● What is being asked
Could you restate all of the records exactly, leaving out the pictures?
:: Records for processing ::
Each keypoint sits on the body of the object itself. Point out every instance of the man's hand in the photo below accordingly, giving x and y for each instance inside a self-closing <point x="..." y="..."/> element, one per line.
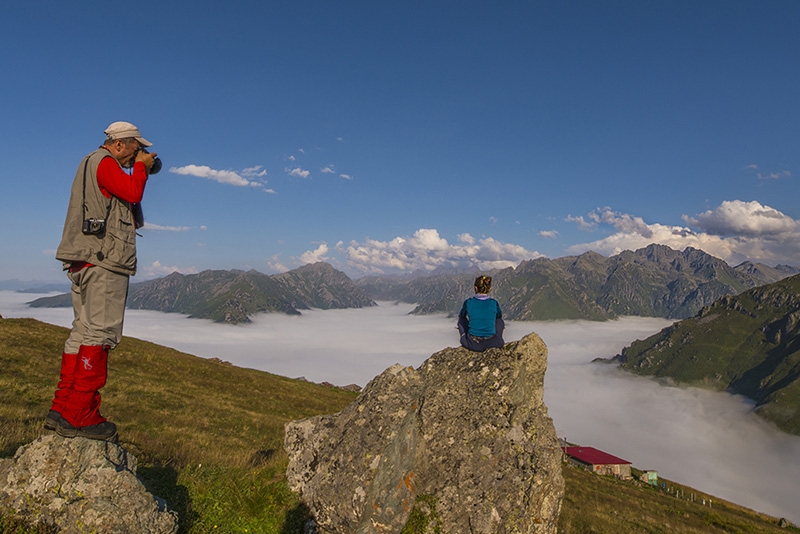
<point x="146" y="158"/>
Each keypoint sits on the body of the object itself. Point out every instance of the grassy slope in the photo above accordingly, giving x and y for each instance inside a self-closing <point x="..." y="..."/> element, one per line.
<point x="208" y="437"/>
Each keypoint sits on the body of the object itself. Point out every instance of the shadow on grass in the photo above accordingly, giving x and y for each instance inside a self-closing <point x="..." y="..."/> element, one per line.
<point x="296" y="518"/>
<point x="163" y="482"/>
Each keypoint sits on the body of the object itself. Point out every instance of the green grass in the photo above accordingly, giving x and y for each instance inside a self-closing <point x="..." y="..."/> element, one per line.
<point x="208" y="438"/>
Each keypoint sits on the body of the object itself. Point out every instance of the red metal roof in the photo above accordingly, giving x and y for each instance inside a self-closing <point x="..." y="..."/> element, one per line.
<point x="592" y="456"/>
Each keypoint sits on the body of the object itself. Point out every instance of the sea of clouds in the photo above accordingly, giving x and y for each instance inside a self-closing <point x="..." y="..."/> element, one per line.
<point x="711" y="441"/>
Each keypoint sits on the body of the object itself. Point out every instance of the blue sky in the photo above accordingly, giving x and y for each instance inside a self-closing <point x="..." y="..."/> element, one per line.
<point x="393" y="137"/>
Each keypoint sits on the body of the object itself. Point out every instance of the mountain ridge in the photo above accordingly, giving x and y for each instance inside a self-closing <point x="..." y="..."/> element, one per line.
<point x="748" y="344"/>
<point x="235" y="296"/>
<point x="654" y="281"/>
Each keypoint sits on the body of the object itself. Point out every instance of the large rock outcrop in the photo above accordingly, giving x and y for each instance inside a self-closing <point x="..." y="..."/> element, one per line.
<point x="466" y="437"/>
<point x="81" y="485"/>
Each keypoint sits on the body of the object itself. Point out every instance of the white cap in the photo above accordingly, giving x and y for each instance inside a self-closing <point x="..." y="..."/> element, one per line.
:::
● Solved problem
Each keypoint sits on the body of the object itself. Point out every instance of the man's hand in the photo below accordingly, giving x and y for each instance inside a self-closing <point x="..." y="..."/> element, one per line.
<point x="146" y="158"/>
Each keypoint sits on the body of the object itself. Point out every instance of the grassy slope in the photo above accordingly, giving x and y for each instance inside a self-closing <point x="..." y="..."/> element, one per line.
<point x="208" y="437"/>
Each keypoint sits on the body of the object itself. Point out every instance of the shadow on grass in the photo above accordingly, giving x and y for each instance inside a self-closing <point x="..." y="..."/> element, one per line.
<point x="296" y="518"/>
<point x="163" y="482"/>
Each keypoint sits on the body of the object itself. Point out every instance of the green grass in the photo above accordingly, giving x and y for each instance inside a self-closing <point x="..." y="..."/> element, one per line.
<point x="208" y="438"/>
Each keypoint sits on the body of the object itself. Point out every instance of the red metal roof in the photo above accordingly, giving x and y for each instance inside a self-closing <point x="..." y="..."/> element, one per line.
<point x="592" y="456"/>
Each keypoint sits on the body of the object itself. Point out every instance of the sea of clouds in the photo above accordingly, giving x and y for each instance inside a self-closing <point x="..." y="..."/> element, one per line.
<point x="711" y="441"/>
Each keypoint sits on the body of the object itself. Point out every instance of the blue sky in the photo above accordingly, giving x and y for each instance inside a self-closing <point x="..." y="..."/> element, one per line.
<point x="393" y="137"/>
Each keypoint sits on the body of the object itself. Point out every instance of the mountain ridge in the photo above accordingly, giving x and y for each instance inside a self-closing <point x="..." y="..."/> element, one per line.
<point x="748" y="344"/>
<point x="235" y="296"/>
<point x="654" y="281"/>
Each keypoint sits on the body of the object itself. Point out every instance of the large rock outcrop in the photo above accordingly, giving x and y for each instance inside a self-closing <point x="..." y="..."/> element, one per line.
<point x="466" y="437"/>
<point x="81" y="485"/>
Each keypoint sits on the body of the object itself. Point out every instance of the white cap in the photo above accordingly, giving x and y for each instance inside a self-closing <point x="..." y="..."/> element, one per line.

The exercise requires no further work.